L'agent immobilier a, par ailleurs, sollicité la condamnation des acquéreurs à lui payer des dommages-intérêts.
Le premier moyen du pourvoi concernait le litige opposant les vendeurs aux acquéreurs. Les acquéreurs, pour ne pas dédommager les vendeurs, critiquaient le fait que la lettre recommandée, qui devait leur être envoyée conformément à l'article L. 271-1 du Code de la construction et de l'habitation (N° Lexbase : L1988HPC), ne comportait pas un rappel des termes de l'article L. 271-1 précité. Selon eux, le seul fait que le compromis, annexé au courrier recommandé, fasse référence aux dispositions en question, ne suffirait pas à protéger l'acquéreur et à l'informer pleinement de sa capacité de rétractation.
Ce moyen est rejeté par la Cour de cassation qui rappelle que la promesse de vente comportait un paragraphe complet mentionnant expressément les conditions et les délais de rétractation bénéficiant aux acquéreurs, que cet acte leur avait été adressé dans les délais légaux (sept jours) et qu'il était accompagné d'une lettre en recommandé avec demande d'avis de réception leur rappelant leur faculté de rétractation.
Le second moyen du pourvoi a trait à la responsabilité délictuelle des acquéreurs à l'égard de l'agent immobilier. Pour s'opposer à l'indemnisation de l'agent immobilier, les acquéreurs soutenaient qu'aucune somme d'argent n'est due, à quelque titre que ce soit, à l'agent immobilier avant que l'opération pour laquelle il a reçu un mandat écrit ait été effectivement conclue et constatée dans un seul acte contenant l'engagement des parties.
Selon eux, lorsque l'engagement des parties contient une clause de dédit ou une condition suspensive, l'opération ne peut être regardée comme effectivement conclue, pour l'application du troisième alinéa de l'article 6 de la loi du 2 janvier 1970 (N° Lexbase : L7548AIE), s'il y a dédit, ou tant que la faculté de dédit subsiste, ou tant que la condition suspensive n'est pas réalisée.
Les acquéreurs tentaient de faire application d'une jurisprudence devenue classique en matière de rémunération de l'agent immobilier (voir, notamment, Cass. civ. 3, 19 mai 1999, n° 97-14.529, Mme Zanetta c/ Epoux Jolly et autres N° Lexbase : A5180AWR, Bull. civ. III, n° 120). En application de cette jurisprudence, à défaut de réalisation effective de l'opération, et même en présence d'une faute de son mandant, aucune rémunération ne peut être versée à quelque titre que ce soit à l'agent immobilier.

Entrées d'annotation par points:
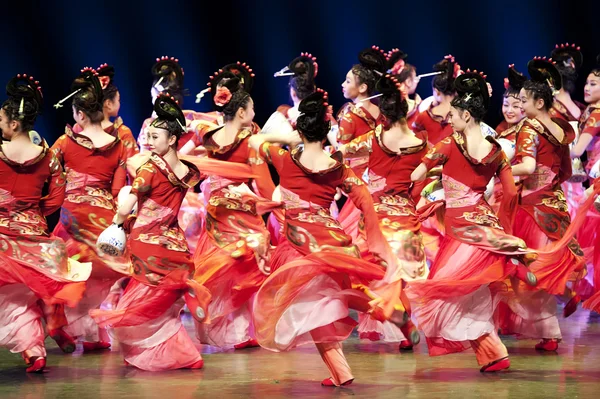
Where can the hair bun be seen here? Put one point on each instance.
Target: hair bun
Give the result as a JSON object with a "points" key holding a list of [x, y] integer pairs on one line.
{"points": [[167, 108], [243, 73], [25, 86], [472, 83], [566, 52], [516, 79], [543, 70], [315, 103], [373, 58]]}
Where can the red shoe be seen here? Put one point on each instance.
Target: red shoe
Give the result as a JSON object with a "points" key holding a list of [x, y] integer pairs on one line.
{"points": [[328, 382], [371, 335], [95, 346], [197, 299], [196, 366], [571, 306], [523, 274], [251, 343], [549, 345], [405, 345], [39, 363], [498, 365], [64, 341]]}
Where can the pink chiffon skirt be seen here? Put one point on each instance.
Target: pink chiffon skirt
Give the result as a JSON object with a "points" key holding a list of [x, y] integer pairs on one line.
{"points": [[148, 327]]}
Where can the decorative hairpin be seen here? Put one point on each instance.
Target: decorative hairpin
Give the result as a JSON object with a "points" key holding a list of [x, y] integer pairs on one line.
{"points": [[165, 58], [285, 71], [30, 81], [86, 69], [167, 95]]}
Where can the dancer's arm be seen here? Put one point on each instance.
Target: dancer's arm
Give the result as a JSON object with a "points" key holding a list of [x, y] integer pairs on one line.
{"points": [[56, 188], [525, 151]]}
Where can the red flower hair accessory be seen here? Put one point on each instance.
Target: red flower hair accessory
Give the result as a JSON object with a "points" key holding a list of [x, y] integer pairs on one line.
{"points": [[222, 96]]}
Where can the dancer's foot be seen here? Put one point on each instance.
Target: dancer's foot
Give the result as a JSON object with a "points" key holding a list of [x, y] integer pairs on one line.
{"points": [[571, 306], [371, 335], [549, 345], [251, 343], [523, 274], [197, 299], [65, 342], [497, 365], [405, 345], [95, 346], [37, 365], [328, 382], [196, 366]]}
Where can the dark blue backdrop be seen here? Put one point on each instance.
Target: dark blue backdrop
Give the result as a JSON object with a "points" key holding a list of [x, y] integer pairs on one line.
{"points": [[54, 39]]}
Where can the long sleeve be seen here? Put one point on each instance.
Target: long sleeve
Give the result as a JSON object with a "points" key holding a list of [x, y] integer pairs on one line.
{"points": [[347, 126], [360, 146], [510, 197], [120, 177], [56, 188]]}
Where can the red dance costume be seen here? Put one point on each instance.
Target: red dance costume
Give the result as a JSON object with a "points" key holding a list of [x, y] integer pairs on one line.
{"points": [[146, 321], [235, 236], [36, 275], [94, 178], [390, 187], [308, 296], [455, 306]]}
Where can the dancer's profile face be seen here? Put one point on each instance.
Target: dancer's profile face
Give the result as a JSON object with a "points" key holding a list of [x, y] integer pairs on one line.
{"points": [[457, 119], [531, 107], [511, 109], [350, 87], [159, 140], [4, 125], [412, 82], [591, 91]]}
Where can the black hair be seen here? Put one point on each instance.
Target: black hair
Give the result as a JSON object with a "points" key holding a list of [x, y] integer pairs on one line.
{"points": [[472, 94], [25, 101], [170, 74], [239, 99], [89, 98], [569, 76], [392, 105], [545, 78], [109, 92], [513, 83], [169, 116], [313, 123], [372, 65], [444, 82], [303, 81], [406, 73], [540, 90]]}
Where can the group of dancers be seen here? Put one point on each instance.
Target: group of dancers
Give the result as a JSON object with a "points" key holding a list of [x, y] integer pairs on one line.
{"points": [[414, 213]]}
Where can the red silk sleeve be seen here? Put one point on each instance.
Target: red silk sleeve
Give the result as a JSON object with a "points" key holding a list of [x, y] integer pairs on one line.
{"points": [[508, 206], [56, 188]]}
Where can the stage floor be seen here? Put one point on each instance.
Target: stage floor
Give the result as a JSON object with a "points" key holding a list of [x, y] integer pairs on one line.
{"points": [[380, 371]]}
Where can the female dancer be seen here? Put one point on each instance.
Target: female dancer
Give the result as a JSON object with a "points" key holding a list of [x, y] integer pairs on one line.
{"points": [[508, 128], [407, 75], [146, 320], [455, 306], [307, 297], [394, 152], [542, 160], [95, 164], [589, 142], [36, 276], [304, 70], [435, 119], [232, 253], [111, 107]]}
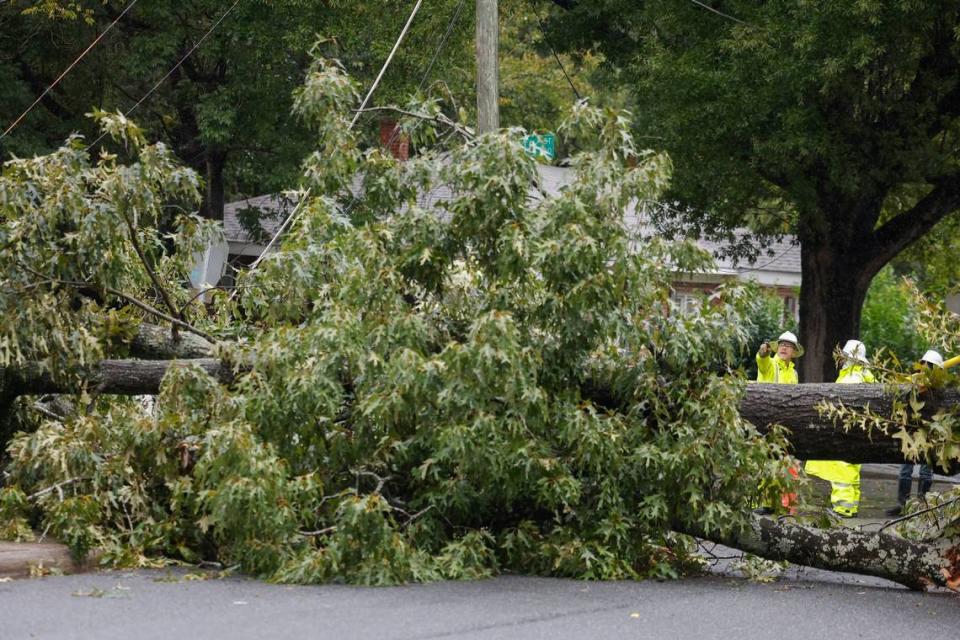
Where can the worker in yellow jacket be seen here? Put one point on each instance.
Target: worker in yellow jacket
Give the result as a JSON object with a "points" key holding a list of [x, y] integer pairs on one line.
{"points": [[775, 365], [775, 359], [844, 477]]}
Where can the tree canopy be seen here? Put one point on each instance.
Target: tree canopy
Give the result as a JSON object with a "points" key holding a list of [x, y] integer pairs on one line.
{"points": [[834, 121], [409, 400]]}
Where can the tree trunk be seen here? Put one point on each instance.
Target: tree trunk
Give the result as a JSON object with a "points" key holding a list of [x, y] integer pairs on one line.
{"points": [[814, 438], [834, 287], [154, 342], [118, 377], [793, 406], [916, 565]]}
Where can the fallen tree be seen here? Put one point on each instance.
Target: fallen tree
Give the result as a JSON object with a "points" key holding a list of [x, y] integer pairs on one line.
{"points": [[418, 391], [796, 407], [916, 565]]}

__OBJECTIF DE LA TÂCHE__:
D'après le texte, dans quel délai la promesse de vente avait-elle été adressée aux acquéreurs ?

__LA RÉPONSE__:
Dans les délais légaux, soit sept jours.